# EXERCISE DIRECTIONS
Change "red top" to "blue jacket" in the listing lines starting at the line containing "Output form: <point>773,274</point>" and ending at the line containing "<point>613,486</point>". Return only those lines, with nothing else altered.

# RECORDS FOR PROCESSING
---+---
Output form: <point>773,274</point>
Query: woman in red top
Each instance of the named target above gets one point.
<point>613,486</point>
---+---
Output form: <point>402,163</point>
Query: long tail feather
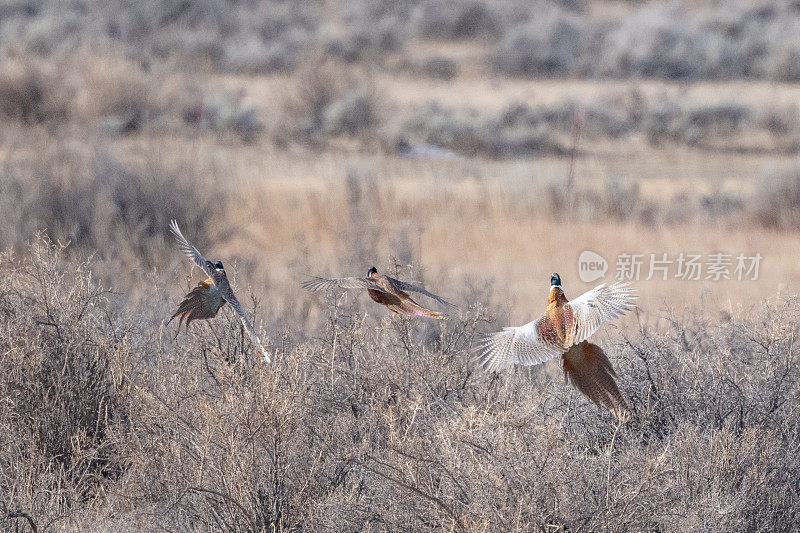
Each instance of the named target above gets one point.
---+---
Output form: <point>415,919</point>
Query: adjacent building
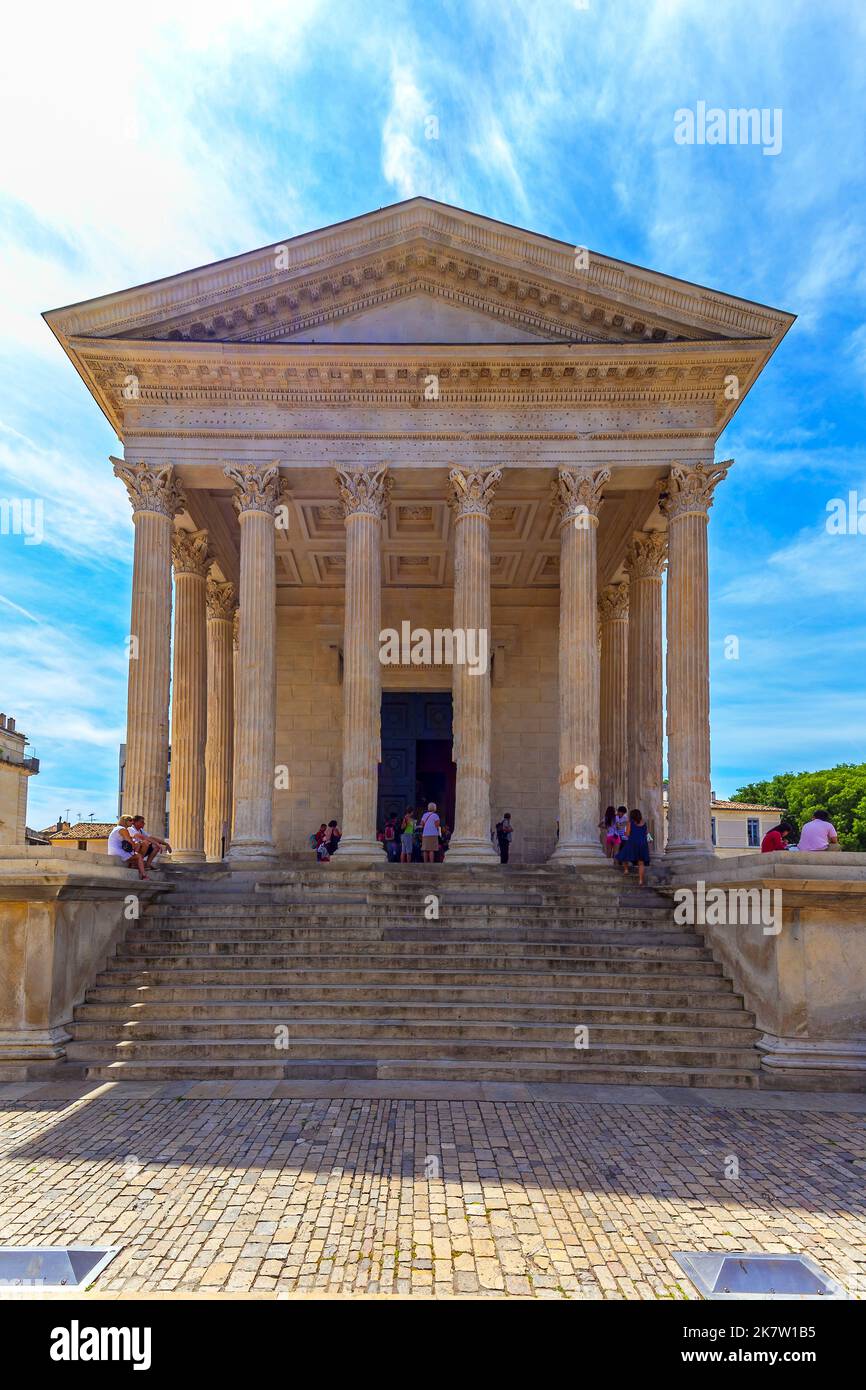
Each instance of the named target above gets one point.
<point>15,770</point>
---+---
# PROBLEM SOLUTION
Output form: <point>773,274</point>
Query: woman in blue jacket
Each instance of the named target above gets one point.
<point>613,486</point>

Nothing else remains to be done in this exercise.